Durante décadas postrevolucionarias el PRI, incluyendo sus denominaciones anteriores, fue la única opción política visible en el horizonte de la vida nacional. No hay manera de establecer con algún rasero objetivo si tal realidad fue del todo buena o mala; supongo que habrá zonas oscuras y grises más tenues, de manera que el juicio de la historia difícilmente será terminante y objetivo. El PRI dio importantes aportaciones a la vida democrática de México, a la vez que consintió graves usos y costumbres contrarias a ella.
En función de esa bipolaridad política e histórica, resulta explicable que hoy muchos mexicanos lo perciban como una rémora de la política mexicana, como un lastre del que resulta necesario librar al país. Se asume que es tiempo de darle la extremaunción, aun cuando sus signos vitales están manifiestos.
El PRI es un partido que ha sabido amoldarse a las realidades de su tiempo. Desde los años setenta, cuando aquel gran reformador de la vida republicana, Reyes Heroles, sabía que era indispensable liberar la presión del insoportable unipartidismo, hasta el 2018, cuando este instituto político sufre la que acaso podría ser su mayor derrota política, el partido y sus líderes han aprendido a encontrar acomodo en la convivencia democrática que hoy rige.
La derrota presidencial del año 2000 fue el primer revés que cimbró las estructuras mismas del otrora invencible partido político. Muchos agoreros vislumbraron su terminación definitiva y, sin embargo, la historia le daría la oportunidad de regresar al poder por vías democráticas.
Hoy sucede lo mismo: el PRI ha sido juzgado y condenado al ostracismo político, como si su desaparición implicase salir del oscurantismo democrático, el cual, por cierto, hace mucho quedó atrás, dando paso a una activa participación y posibilidades reales de acceso al poder para todas las fuerzas políticas.
La derrota de 2018 mucho se explica en función de la percepción popular sobre las ofensivas prácticas de corrupción que es necesario reconocer, las cuales nunca debieron permitirse y, en todo caso, debieron haber sido identificadas y castigadas con oportunidad y severidad. No sucedió así, o al menos el propio régimen priista no tuvo la capacidad para enviar el mensaje de intolerancia a la corrupción, lo que, a la postre, estaría brindándole una inmejorable bandera a la oposición para arrebatar el poder público.
Además de los mencionados, muchos y muy graves errores ha cometido el PRI-gobierno. Lejos de consolidarse en su numerosa y nutrida militancia, terminó por convertirse en un organismo de índole cupular, donde la discusión y las opiniones se centralizaron y excluyeron. La severa derrota del 2018 fue un claro mensaje que la militancia misma envío a quienes se sintieron dueños de la vida partidista interna.
Que el PRI vive difíciles e inusitados momentos de su vida institucional, no cabe duda. En el contexto de estas horas aciagas, se presenta la renuncia de importantes y valiosos cuadros como lo son la del doctor José Narro y Beatriz Pagés.
Nadie sensato y respetuoso del partido hubiera querido que el proceso para renovar la dirigencia se hubiera viciado de esta manera con la dimisión de esos importantes personajes cuya trayectoria partidista y honorabilidad personal merecen más que respeto.

● **Tarea breve**
Copia literalmente el pasaje del texto sobre el PRI que empieza en "Además de los" y termina en "y Beatriz Pagés.".

● **Datos almacenados**
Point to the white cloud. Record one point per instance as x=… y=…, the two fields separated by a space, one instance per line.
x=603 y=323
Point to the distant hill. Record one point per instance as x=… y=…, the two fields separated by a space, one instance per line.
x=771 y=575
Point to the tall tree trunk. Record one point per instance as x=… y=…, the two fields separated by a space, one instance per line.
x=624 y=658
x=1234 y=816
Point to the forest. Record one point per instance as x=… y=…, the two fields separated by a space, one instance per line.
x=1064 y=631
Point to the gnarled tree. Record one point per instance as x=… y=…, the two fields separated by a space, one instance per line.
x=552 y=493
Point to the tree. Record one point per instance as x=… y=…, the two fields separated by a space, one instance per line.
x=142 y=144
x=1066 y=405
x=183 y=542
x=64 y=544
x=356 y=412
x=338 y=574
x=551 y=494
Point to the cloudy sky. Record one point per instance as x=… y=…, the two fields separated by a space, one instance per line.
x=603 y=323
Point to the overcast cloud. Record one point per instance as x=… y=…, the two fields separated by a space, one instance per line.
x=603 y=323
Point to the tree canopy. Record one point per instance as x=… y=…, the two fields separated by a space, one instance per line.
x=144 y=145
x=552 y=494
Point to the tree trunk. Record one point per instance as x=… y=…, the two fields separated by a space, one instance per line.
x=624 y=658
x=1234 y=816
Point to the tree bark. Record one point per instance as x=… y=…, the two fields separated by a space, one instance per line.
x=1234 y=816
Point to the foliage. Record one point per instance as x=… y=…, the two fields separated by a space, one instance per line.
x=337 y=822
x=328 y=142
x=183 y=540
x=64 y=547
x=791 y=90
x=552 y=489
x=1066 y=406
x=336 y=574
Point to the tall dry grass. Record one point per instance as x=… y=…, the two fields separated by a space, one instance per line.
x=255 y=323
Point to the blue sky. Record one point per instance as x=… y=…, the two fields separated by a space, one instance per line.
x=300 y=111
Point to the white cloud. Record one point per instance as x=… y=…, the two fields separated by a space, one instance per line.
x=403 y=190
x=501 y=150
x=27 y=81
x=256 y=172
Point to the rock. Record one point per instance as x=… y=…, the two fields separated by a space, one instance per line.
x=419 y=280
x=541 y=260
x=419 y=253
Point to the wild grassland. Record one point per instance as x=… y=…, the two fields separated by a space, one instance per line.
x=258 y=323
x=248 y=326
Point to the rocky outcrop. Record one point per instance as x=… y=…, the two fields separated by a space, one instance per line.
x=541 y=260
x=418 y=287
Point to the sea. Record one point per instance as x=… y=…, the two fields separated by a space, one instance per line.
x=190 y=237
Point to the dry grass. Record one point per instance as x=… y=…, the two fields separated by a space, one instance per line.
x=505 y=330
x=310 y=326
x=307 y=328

● **Respuesta escrita**
Además de los mencionados, muchos y muy graves errores ha cometido el PRI-gobierno. Lejos de consolidarse en su numerosa y nutrida militancia, terminó por convertirse en un organismo de índole cupular, donde la discusión y las opiniones se centralizaron y excluyeron. La severa derrota del 2018 fue un claro mensaje que la militancia misma envío a quienes se sintieron dueños de la vida partidista interna.
Que el PRI vive difíciles e inusitados momentos de su vida institucional, no cabe duda. En el contexto de estas horas aciagas, se presenta la renuncia de importantes y valiosos cuadros como lo son la del doctor José Narro y Beatriz Pagés.